**PROBLEM DETAILS**:
Give the lines of the entries below as a numbered list, from the line containing "of the flower" through the final line of the entries, both included. Leave out any blank lines.
** Begin DATA PROVIDED **
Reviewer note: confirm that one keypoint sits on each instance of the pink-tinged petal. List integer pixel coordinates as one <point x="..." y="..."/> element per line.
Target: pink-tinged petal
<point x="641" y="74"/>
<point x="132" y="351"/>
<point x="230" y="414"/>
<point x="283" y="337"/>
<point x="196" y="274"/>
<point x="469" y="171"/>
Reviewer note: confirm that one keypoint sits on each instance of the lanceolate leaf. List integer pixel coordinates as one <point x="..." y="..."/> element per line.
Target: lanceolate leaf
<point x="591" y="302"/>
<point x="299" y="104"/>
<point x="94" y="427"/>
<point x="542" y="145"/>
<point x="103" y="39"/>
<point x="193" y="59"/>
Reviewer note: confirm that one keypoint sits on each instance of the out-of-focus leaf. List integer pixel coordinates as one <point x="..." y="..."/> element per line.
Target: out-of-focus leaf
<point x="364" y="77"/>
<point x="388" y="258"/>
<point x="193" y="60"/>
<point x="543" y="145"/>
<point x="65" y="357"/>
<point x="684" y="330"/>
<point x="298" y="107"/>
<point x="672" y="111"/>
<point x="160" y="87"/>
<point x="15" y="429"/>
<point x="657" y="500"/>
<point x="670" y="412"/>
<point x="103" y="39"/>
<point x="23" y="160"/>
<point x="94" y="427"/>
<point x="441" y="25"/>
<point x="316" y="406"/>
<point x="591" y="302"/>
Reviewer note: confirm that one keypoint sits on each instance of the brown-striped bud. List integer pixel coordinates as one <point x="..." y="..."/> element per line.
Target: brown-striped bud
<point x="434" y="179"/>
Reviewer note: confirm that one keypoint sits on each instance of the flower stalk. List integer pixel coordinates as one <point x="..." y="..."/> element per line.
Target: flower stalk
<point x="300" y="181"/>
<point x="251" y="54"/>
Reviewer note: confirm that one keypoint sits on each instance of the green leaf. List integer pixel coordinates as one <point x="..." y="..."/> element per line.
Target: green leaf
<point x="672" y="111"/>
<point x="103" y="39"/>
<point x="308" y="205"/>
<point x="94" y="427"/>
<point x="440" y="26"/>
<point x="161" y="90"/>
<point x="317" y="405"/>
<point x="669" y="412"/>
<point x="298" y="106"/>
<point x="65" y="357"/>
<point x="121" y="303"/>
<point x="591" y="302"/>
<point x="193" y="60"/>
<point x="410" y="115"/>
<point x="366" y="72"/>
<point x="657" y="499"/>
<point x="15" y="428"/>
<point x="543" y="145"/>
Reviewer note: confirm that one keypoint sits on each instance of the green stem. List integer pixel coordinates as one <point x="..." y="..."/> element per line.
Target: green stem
** End DATA PROVIDED **
**TASK RESPONSE**:
1. Reviewer note: confirm that one keypoint sits on each instance of the flower stalk. List integer pixel coordinates as one <point x="..." y="..."/> element per line.
2. Target: flower stalk
3. <point x="300" y="181"/>
4. <point x="251" y="54"/>
5. Reviewer note: confirm that one keypoint sits on each instance of the green leaf. List integer pixel coordinates as one <point x="..." y="..."/> element per line.
6. Target: green leaf
7. <point x="672" y="111"/>
8. <point x="103" y="39"/>
9. <point x="308" y="205"/>
10. <point x="94" y="427"/>
11. <point x="440" y="26"/>
12. <point x="161" y="90"/>
13. <point x="317" y="405"/>
14. <point x="669" y="412"/>
15. <point x="298" y="106"/>
16. <point x="65" y="357"/>
17. <point x="121" y="303"/>
18. <point x="591" y="302"/>
19. <point x="193" y="60"/>
20. <point x="410" y="115"/>
21. <point x="366" y="72"/>
22. <point x="657" y="499"/>
23. <point x="15" y="428"/>
24. <point x="543" y="145"/>
25. Reviewer note: confirm that one keypoint sits on each instance of the green stem. List integer pixel coordinates as one <point x="..." y="..."/> element per line.
26. Target: green stem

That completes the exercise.